■ **WHAT IS EXPECTED**
Line by line, reproduce the records exactly.

■ **RECORDED INFORMATION**
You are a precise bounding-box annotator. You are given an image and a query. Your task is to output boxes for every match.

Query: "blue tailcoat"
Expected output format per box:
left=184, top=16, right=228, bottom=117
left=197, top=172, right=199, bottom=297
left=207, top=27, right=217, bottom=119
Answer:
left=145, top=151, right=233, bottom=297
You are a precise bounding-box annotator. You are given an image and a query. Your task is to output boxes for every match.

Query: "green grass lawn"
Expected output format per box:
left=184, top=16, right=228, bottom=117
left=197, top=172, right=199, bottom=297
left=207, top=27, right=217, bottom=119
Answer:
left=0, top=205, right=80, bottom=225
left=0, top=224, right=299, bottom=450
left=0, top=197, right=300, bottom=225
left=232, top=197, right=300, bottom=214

■ **ANSWER TO THIS EXERCISE**
You are a precise bounding-box annotator. You are given an image and a query. Your task is to output boxes for every match.

Query: "blue tailcoat"
Expected output format per box:
left=184, top=16, right=228, bottom=117
left=197, top=172, right=199, bottom=297
left=207, top=27, right=217, bottom=119
Answer:
left=145, top=151, right=233, bottom=297
You are a precise bounding-box annotator. You are given an image and a query. Your task is to output boxes for every match.

Query: "green grass lawn"
Expected output format per box:
left=184, top=16, right=228, bottom=117
left=197, top=172, right=199, bottom=297
left=207, top=27, right=217, bottom=119
Answer:
left=0, top=205, right=80, bottom=225
left=0, top=224, right=299, bottom=450
left=0, top=197, right=300, bottom=225
left=232, top=197, right=300, bottom=214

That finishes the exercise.